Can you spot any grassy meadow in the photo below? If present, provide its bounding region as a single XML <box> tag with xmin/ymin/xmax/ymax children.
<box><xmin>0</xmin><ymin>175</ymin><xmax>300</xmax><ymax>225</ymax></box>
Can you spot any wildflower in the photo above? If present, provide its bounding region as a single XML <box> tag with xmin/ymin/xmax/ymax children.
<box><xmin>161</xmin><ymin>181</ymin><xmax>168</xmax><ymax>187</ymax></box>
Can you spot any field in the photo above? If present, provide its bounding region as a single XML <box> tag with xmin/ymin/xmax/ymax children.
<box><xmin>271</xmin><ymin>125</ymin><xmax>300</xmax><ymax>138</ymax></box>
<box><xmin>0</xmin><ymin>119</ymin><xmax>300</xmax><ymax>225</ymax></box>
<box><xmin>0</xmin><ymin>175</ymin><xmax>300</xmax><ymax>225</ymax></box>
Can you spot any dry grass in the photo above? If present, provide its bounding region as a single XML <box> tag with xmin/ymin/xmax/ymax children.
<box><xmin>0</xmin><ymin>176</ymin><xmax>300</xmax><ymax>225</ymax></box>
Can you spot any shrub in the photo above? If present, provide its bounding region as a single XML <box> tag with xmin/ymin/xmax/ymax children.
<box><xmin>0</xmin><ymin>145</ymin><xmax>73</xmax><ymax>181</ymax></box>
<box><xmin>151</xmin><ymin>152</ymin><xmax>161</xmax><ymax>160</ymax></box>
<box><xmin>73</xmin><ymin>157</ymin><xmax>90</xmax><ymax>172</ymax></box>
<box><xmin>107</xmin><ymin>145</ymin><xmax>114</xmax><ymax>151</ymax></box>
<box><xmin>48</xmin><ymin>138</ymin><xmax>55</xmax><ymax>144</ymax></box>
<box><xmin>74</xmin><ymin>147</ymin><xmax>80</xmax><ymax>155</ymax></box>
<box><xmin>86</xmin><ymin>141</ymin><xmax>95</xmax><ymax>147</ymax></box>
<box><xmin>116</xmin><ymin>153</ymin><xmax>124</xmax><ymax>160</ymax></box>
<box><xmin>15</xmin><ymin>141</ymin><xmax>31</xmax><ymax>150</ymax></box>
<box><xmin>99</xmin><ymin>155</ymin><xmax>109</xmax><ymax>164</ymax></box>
____
WHAT THIS TASK INVOLVES
Render the records as a Markdown table with the columns "Row" and "Line", beginning at the line that contains "Can you spot any dry" and continuing through the end of the records. Omit blank lines.

EXERCISE SOLUTION
| Row | Line |
|---|---|
| 1 | Can you spot any dry grass in the photo above? If present, provide its bounding region as a single XML <box> tag with xmin/ymin/xmax/ymax children. |
| 2 | <box><xmin>0</xmin><ymin>176</ymin><xmax>300</xmax><ymax>225</ymax></box> |
| 3 | Can you spot any shrub in the photo above? If present, provide its bounding region as a single XML <box> tag with xmin/ymin/xmax/ymax children. |
| 4 | <box><xmin>0</xmin><ymin>145</ymin><xmax>73</xmax><ymax>181</ymax></box> |
| 5 | <box><xmin>151</xmin><ymin>152</ymin><xmax>161</xmax><ymax>160</ymax></box> |
| 6 | <box><xmin>73</xmin><ymin>157</ymin><xmax>90</xmax><ymax>172</ymax></box> |
| 7 | <box><xmin>107</xmin><ymin>145</ymin><xmax>114</xmax><ymax>151</ymax></box> |
| 8 | <box><xmin>48</xmin><ymin>138</ymin><xmax>55</xmax><ymax>144</ymax></box> |
| 9 | <box><xmin>74</xmin><ymin>147</ymin><xmax>80</xmax><ymax>155</ymax></box> |
| 10 | <box><xmin>86</xmin><ymin>141</ymin><xmax>95</xmax><ymax>147</ymax></box> |
| 11 | <box><xmin>116</xmin><ymin>153</ymin><xmax>124</xmax><ymax>160</ymax></box> |
| 12 | <box><xmin>15</xmin><ymin>141</ymin><xmax>31</xmax><ymax>150</ymax></box> |
| 13 | <box><xmin>99</xmin><ymin>155</ymin><xmax>109</xmax><ymax>164</ymax></box> |